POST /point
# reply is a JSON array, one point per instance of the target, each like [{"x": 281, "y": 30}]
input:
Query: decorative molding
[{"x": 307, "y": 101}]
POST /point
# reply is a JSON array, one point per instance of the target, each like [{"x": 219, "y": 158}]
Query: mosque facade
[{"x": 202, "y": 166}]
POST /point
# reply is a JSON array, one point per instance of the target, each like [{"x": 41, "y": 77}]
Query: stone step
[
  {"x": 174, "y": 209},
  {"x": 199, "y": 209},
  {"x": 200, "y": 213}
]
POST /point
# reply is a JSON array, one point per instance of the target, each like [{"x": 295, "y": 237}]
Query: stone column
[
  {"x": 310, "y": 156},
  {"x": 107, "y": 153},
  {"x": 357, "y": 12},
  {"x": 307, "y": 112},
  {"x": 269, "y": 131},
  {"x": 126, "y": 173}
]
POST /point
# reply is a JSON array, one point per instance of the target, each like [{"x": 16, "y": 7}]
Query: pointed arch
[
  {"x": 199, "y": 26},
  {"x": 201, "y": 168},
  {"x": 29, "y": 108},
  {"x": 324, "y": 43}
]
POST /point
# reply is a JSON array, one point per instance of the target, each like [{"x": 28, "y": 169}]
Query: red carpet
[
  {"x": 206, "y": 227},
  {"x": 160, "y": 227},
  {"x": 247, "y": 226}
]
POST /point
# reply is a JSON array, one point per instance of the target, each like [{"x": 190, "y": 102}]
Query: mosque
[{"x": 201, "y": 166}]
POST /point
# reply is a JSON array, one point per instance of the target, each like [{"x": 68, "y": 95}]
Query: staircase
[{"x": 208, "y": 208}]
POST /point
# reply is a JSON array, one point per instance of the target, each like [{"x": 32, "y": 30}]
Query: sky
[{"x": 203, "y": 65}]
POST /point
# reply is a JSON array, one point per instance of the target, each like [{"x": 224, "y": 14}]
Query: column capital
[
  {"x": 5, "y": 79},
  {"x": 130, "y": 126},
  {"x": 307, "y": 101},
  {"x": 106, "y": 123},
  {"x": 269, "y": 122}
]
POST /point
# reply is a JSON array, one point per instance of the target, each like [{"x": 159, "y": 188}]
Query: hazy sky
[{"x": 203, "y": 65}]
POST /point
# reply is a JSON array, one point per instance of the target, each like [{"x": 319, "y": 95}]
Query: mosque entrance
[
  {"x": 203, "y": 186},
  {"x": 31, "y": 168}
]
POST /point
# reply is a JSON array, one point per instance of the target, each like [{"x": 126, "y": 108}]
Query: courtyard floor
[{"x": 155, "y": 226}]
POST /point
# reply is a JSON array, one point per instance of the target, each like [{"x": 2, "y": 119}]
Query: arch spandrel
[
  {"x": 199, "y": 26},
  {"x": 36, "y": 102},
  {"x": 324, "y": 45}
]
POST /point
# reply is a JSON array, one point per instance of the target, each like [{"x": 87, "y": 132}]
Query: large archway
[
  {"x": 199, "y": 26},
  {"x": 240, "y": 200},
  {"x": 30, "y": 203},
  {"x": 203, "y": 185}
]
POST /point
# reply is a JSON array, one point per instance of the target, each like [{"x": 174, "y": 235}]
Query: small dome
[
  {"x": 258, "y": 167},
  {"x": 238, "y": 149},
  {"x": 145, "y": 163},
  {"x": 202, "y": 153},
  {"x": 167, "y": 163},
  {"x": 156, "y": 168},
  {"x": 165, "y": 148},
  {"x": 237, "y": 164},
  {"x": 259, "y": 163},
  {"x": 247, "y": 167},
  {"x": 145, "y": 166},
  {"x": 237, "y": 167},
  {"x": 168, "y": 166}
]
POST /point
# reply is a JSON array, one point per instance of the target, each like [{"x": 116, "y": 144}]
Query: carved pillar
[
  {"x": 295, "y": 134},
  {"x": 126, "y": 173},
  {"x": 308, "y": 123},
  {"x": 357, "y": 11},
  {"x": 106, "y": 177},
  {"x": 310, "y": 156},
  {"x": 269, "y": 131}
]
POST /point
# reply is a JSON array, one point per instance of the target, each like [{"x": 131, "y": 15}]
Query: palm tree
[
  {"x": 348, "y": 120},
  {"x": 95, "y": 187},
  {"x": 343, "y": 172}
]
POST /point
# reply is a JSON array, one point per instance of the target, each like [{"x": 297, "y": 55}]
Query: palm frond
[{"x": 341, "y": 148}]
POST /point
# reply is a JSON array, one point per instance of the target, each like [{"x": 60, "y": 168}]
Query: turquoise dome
------------------------------------
— Aim of the exercise —
Could you transcribe every record above exactly as it appears?

— Result of the task —
POST /point
# reply is a JSON array, one point per instance of the target, each like [{"x": 281, "y": 30}]
input:
Query: decorative molding
[{"x": 307, "y": 101}]
POST /point
# reply is a JSON array, one point per instance of the target, each like [{"x": 219, "y": 158}]
Query: mosque facade
[{"x": 202, "y": 166}]
POST /point
# reply is a JSON array, one point per instance of the target, each like [{"x": 41, "y": 77}]
Query: stone step
[
  {"x": 174, "y": 209},
  {"x": 199, "y": 209},
  {"x": 200, "y": 213}
]
POST /point
# reply is a JSON array, one point per instance of the target, each like [{"x": 295, "y": 237}]
Query: stone column
[
  {"x": 310, "y": 156},
  {"x": 107, "y": 153},
  {"x": 357, "y": 12},
  {"x": 307, "y": 112},
  {"x": 269, "y": 131},
  {"x": 126, "y": 173}
]
POST /point
# reply is a JSON array, one point per instance of the target, each like [{"x": 16, "y": 7}]
Query: pointed arch
[
  {"x": 199, "y": 26},
  {"x": 201, "y": 168},
  {"x": 29, "y": 108},
  {"x": 324, "y": 43}
]
POST /point
# reply is a JSON array, one point per instance of the target, each like [{"x": 28, "y": 169}]
Query: red carpet
[
  {"x": 206, "y": 227},
  {"x": 160, "y": 227},
  {"x": 247, "y": 226}
]
POST /point
# reply is a JSON array, one point per instance of the target, each like [{"x": 190, "y": 102}]
Query: mosque
[{"x": 201, "y": 166}]
POST /point
# reply is a JSON array, one point per instance of the target, each like [{"x": 68, "y": 95}]
Query: staircase
[{"x": 208, "y": 208}]
POST /point
# reply is a JSON array, one point per instance of the target, each like [{"x": 32, "y": 30}]
Query: sky
[{"x": 203, "y": 65}]
POST /point
# reply is a JSON array, one point per instance of the target, each like [{"x": 224, "y": 14}]
Query: column capital
[
  {"x": 5, "y": 79},
  {"x": 130, "y": 126},
  {"x": 307, "y": 101},
  {"x": 106, "y": 123},
  {"x": 269, "y": 122}
]
POST /point
# reply is a JSON array, one point per instance of the target, each like [{"x": 159, "y": 188}]
Query: hazy sky
[{"x": 203, "y": 65}]
POST /point
# reply is a JSON array, one point per instance of the target, each like [{"x": 319, "y": 95}]
Query: mosque entrance
[
  {"x": 203, "y": 186},
  {"x": 31, "y": 168}
]
POST /point
# reply is a JSON array, one point per instance of the target, each like [{"x": 126, "y": 108}]
Query: courtyard floor
[{"x": 155, "y": 226}]
POST /point
# reply is a JSON array, one point per instance of the target, each like [{"x": 2, "y": 119}]
Query: arch spandrel
[
  {"x": 199, "y": 26},
  {"x": 36, "y": 102},
  {"x": 324, "y": 45}
]
POST /point
# reply is a JSON array, one point per instance of the target, each like [{"x": 87, "y": 132}]
Query: large archway
[
  {"x": 199, "y": 26},
  {"x": 240, "y": 200},
  {"x": 30, "y": 203},
  {"x": 203, "y": 185}
]
POST /point
# reply is a JSON array, one point per instance of the target, each like [{"x": 174, "y": 235}]
Query: small dome
[
  {"x": 258, "y": 167},
  {"x": 238, "y": 149},
  {"x": 145, "y": 163},
  {"x": 202, "y": 153},
  {"x": 167, "y": 163},
  {"x": 156, "y": 168},
  {"x": 165, "y": 148},
  {"x": 237, "y": 164},
  {"x": 259, "y": 163},
  {"x": 247, "y": 167},
  {"x": 145, "y": 166},
  {"x": 237, "y": 167},
  {"x": 168, "y": 166}
]
POST /point
# reply is a JSON array, one point per instance of the target, each like [{"x": 116, "y": 144}]
Query: carved pillar
[
  {"x": 295, "y": 134},
  {"x": 126, "y": 173},
  {"x": 308, "y": 123},
  {"x": 357, "y": 11},
  {"x": 106, "y": 177},
  {"x": 310, "y": 156},
  {"x": 269, "y": 131}
]
POST /point
# reply is a JSON array, one point per instance of the target, each like [{"x": 131, "y": 15}]
Query: palm tree
[
  {"x": 348, "y": 120},
  {"x": 95, "y": 187},
  {"x": 343, "y": 172}
]
POST /point
# reply is a JSON array, one point per instance of the target, each like [{"x": 297, "y": 55}]
Query: palm frond
[{"x": 341, "y": 148}]
POST /point
# reply is a JSON array, one point per instance of the target, each like [{"x": 60, "y": 168}]
Query: turquoise dome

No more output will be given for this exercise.